* Directions
Copy the material from the line with "of the flowering" through the end of the material, requests included, and increase every coordinate in the answers by 116.

(Dataset records)
________________________

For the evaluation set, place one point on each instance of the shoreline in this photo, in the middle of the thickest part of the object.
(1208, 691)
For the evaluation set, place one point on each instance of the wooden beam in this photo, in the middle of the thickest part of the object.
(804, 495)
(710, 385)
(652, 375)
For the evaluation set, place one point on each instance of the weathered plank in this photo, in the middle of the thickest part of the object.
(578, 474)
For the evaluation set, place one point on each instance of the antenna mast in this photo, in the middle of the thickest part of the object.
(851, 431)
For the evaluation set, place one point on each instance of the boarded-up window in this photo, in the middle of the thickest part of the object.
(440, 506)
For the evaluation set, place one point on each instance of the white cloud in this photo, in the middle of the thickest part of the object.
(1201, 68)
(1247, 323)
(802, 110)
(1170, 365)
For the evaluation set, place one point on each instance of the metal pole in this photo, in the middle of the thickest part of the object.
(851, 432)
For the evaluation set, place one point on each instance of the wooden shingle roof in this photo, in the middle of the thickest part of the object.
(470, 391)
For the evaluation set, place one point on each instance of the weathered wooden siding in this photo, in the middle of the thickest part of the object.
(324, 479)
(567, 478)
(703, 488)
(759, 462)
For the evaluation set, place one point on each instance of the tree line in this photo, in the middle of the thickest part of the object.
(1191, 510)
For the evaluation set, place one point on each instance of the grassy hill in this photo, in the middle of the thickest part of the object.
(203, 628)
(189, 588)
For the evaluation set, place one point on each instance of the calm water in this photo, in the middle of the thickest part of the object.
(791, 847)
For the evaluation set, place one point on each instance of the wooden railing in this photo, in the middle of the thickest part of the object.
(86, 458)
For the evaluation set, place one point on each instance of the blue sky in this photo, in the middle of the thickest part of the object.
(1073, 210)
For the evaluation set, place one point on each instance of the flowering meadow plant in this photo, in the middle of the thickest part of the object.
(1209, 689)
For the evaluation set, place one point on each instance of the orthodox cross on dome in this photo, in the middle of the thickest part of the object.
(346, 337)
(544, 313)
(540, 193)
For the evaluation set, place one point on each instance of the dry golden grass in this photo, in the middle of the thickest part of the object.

________________________

* Correct response
For the evaluation set, place one point on each instance of the flowering meadow plant in this photo, in the middle of the thickest part of the object.
(1325, 805)
For the evaluation set, place one point on each instance of the orthodox cross on dome in this photo, in the middle of the thickest part of the object.
(462, 453)
(660, 429)
(656, 309)
For the evaluation set, place one point on each instance of the dry golden grass in this photo, in the middle of the thickest part of the object.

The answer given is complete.